**FRAGMENTO PARA LEER**
Prefiero la inconsecuencia a la impenitencia, y no conozco más medios de rectificar ideas erróneas sino los que he empleado; la lectura, los viajes, la observación diaria, la vida, en suma. Tiempo hacía ya que había comprendido la vanidad de la leyenda; pero al atreverme a decirlo, me maltrataban: hace años, un párrafo acerca del estado de nuestro ejército y los probables resultados de una guerra amotinó contra mí a los patrioteros y a los legendistas belicosos, aunque supe después que ilustres estadistas y pundonorosos militares eran enteramente de mi parecer. ¿Hay que decirlo todo? A veces, en tal atmósfera, he llegado a dudar de la realidad que palpaba, del testimonio de mi razón. Cansada y desalentada solía volver al legendismo. Cerraba los ojos por no ver la España actual; miraba únicamente hacia el pasado; el pasado era estético, y la estética consuela. [83] Llega, sin embargo, un momento en que aflige renegar del presente, en que la leyenda palidece y la realidad se impone; y en ese momento me veía obligada a reconocer mal de mi grado que mi patria, no obstante ciertos pujos de progreso, –al cabo una nación nunca permanece del todo refractaria a la vida moderna– era cada día más africana.
Quien se empeña en permanecer estacionario, por ley natural llega a despreciar el movimiento científico y la cultura. No hay que extrañar el estado de la instrucción pública en España, ni es maravilla que todo nuestro presupuesto de instrucción pública sea muy inferior al que la ciudad de París destina a los mismos fines. Un municipio francés gasta más en enseñanza que toda la nación española. Consagramos a la instrucción pública un 1½ por 100 del presupuesto nacional: menos que Portugal, por consiguiente, pues este diminuto reino consagra el 2½ por 100.
La estadística registra doce millones de súbditos españoles enteramente analfabetos. Cierto que los ayuntamientos sufragan las escuelas públicas; pero ¡qué escuelas y qué material de enseñanza! Harto sabido es, además, cómo se paga a los maestros: los periódicos festivos y los saineteros y zarzueleros hallan tema inagotable en la crónica gazuza de infelices a quienes se ha visto mendigar en calles y plazuelas. Tenemos bastantes Universidades, demasiadas quizá, pero ya [84] no se estudia por lo serio ni existe la fraternidad escolar antigua: la juventud aspira a graduarse y licenciarse de prisa y corriendo, y sepa o no sepa las asignaturas; los estudiantes libres peregrinan de ciudad en ciudad en busca de profesores renombrados por su indulgencia; los de enseñanza oficial se pasan el año pidiendo vacaciones y puntos; todo sirve de pretexto para no asistir a clase; la Navidad cierra durante un mes las aulas. Los métodos de enseñanza son inestables, atrasados y defectuosos; no se aprende más que por libros, sobre cuya calidad habría mucho que decir; ya no se cultivan las humanidades, ya no hay latinistas y todavía no hay ciencia experimental: en la enseñanza, como en todo, España ha perdido las adquisiciones del tiempo viejo y rechazado las del nuevo. Bien sé que podrían citarse excepciones honrosas y hasta gloriosas: acude a mis labios el nombre de Ramón y Cajal: pero la excepción, en nuestra raza, donde el individuo superior apenas influye sobre la colectividad, no sirve más que para confirmar la regla.

**CONSIGNA 1**
Responde con datos del fragmento:
(a) ¿Qué medios menciona la autora para corregir ideas equivocadas?
(b) ¿Qué parte del presupuesto nacional dedica Portugal a la instrucción pública?
(c) ¿Durante cuánto tiempo cierra las aulas la Navidad?
**CONSIGNA 2**
Cambia "municipio" por "ayuntamiento" y vuelve a escribir la parte del fragmento que empieza en las palabras "Quien se empeña" y llega hasta "2½ por 100.", incluidas.

**EXTRACTO DE DATOS**
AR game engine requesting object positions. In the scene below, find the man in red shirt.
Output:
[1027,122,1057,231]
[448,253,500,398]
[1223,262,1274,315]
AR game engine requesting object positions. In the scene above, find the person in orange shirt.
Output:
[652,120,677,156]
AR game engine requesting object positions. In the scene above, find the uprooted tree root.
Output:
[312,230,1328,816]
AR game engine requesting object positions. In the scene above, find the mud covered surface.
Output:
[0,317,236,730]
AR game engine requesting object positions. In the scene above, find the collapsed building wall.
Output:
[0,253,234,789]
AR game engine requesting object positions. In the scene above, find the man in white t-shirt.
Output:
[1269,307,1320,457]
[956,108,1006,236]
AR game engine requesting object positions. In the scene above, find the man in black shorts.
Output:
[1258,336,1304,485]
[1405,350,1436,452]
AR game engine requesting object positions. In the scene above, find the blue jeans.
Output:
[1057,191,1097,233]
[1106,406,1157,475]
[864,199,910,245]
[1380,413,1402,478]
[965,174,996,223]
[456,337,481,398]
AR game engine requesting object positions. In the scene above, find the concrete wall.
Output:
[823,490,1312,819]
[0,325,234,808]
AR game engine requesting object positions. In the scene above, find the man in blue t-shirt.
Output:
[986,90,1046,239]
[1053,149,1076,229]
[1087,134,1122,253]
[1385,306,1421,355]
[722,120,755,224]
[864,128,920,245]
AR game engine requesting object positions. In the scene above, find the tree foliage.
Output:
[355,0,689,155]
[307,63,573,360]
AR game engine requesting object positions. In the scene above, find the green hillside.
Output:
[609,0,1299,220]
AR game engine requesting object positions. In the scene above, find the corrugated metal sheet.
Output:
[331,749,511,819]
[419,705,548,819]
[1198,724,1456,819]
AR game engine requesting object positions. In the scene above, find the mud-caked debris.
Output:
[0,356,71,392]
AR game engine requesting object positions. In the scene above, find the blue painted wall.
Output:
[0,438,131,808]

**RESPUESTA FINAL 1**
(a) La lectura, los viajes, la observación diaria y la vida.
(b) El 2½ por 100.
(c) Durante un mes.

**RESPUESTA FINAL 2**
Quien se empeña en permanecer estacionario, por ley natural llega a despreciar el movimiento científico y la cultura. No hay que extrañar el estado de la instrucción pública en España, ni es maravilla que todo nuestro presupuesto de instrucción pública sea muy inferior al que la ciudad de París destina a los mismos fines. Un ayuntamiento francés gasta más en enseñanza que toda la nación española. Consagramos a la instrucción pública un 1½ por 100 del presupuesto nacional: menos que Portugal, por consiguiente, pues este diminuto reino consagra el 2½ por 100.